Document excerpt Block Start

IEA worried over rising debt
By Elorm Desewu
The Institute of Economic Affairs, (IEA) has waded into the exponential rise in the country’s total public debt.
According to the IEA, the government needs to explain the sharp rise in the public debt from GHC120.4 billion in 2016 to GHC334.6 billion by the end of June 2021.
“The government must come clear on this. We need an explanation as to why our debt has risen to that level within a space of four and half years”, said Dr J K Kwakye, Director of Research at IEA.
The total public debt stock, as a percentage of GDP, increased from 76.1 percent at the end of December 2020 to 77.1 percent of GDP at the end of June 2021. This stock includes the financial and energy sector bailouts. Excluding the Financial Sector Bailout, the nominal debt stock as percentage of GDP is 72.9 percent. The increase in the debt stock was mainly because of the Eurobond issuance in April 2021, COVID19 pandemic effect, contingent liabilities, and front-loading of financing to meet cash flow requirements for the first half of the year.
There is the nagging question as to whether Ghana is facing a debt crisis or not. The opposition NDC says there is a crisis and that Ghana must seek debt relief from the International Monetary Fund, (IMF). The government has dismissed this claim and says it is not going to the IMF anytime soon.
The fact is that the debt to GDP ratio has since 2019 far exceeded the 70% that is generally regarded as the sustainability threshold for middle income countries of which Ghana is one.

Document excerpt Block End

[Brief 1]
In the article on Ghana's public debt, what was the total public debt at the end of June 2021?
[Brief 2]
Continue the article on Ghana's rising public debt from its final sentence.
None of the data that comes next is needed.

Data section Block Start

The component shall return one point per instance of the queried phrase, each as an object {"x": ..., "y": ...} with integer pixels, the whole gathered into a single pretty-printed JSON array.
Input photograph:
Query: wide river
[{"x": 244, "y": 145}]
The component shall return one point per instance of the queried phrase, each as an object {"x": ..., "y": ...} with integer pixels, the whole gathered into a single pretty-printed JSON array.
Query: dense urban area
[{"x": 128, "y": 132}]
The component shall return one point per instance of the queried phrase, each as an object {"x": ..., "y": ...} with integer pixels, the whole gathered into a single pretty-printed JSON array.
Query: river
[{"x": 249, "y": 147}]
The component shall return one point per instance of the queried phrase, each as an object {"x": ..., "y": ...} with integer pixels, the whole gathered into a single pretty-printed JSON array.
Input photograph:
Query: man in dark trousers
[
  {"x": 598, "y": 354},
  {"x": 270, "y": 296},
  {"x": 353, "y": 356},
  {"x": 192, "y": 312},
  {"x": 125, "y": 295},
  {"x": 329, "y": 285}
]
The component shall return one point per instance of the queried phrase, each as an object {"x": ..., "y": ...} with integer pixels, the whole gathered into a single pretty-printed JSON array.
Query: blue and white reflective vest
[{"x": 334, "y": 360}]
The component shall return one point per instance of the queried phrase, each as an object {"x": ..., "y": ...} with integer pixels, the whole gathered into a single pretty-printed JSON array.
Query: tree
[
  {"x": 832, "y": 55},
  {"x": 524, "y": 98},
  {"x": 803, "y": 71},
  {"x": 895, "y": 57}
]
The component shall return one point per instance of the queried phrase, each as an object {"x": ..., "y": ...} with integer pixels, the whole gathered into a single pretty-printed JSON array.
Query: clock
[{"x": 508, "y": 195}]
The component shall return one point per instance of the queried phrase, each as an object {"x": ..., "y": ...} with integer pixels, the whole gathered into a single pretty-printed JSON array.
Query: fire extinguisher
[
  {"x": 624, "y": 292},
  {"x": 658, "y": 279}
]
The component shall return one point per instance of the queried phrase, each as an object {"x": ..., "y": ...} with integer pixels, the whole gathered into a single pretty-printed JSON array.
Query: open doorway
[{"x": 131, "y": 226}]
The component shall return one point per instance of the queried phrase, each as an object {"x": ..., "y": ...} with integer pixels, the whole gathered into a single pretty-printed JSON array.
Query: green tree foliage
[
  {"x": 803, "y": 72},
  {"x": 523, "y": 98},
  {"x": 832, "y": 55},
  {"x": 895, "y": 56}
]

Data section Block End

[Exercise output 1]
GHC334.6 billion.

[Exercise output 2]
Of course, the ratio has gone up further in 2020 and 2021, to a large extent on the back of COVID costs, and may remain above the threshold for several more years.
The IMF has described Ghana as having a high risk of debt distress in their 2021 Article IV Consultative, although it regards the debt profile to be still manageable.
In 2021, the country will be using as much as 56% of tax revenue to pay interest on debt and the ratio could rise above the medium term, especially if the government sticks to the un-ambitious revenue targets.
Interest payments could actually swamp the budget in the coming years if appropriate measures are not taken.
“A comprehensive debt management strategy could help bring some relief to the debt service burden, raising revenue while containing non-capital expenditure is the best way to ease the financial burden of debt service on a more durable basis” he said.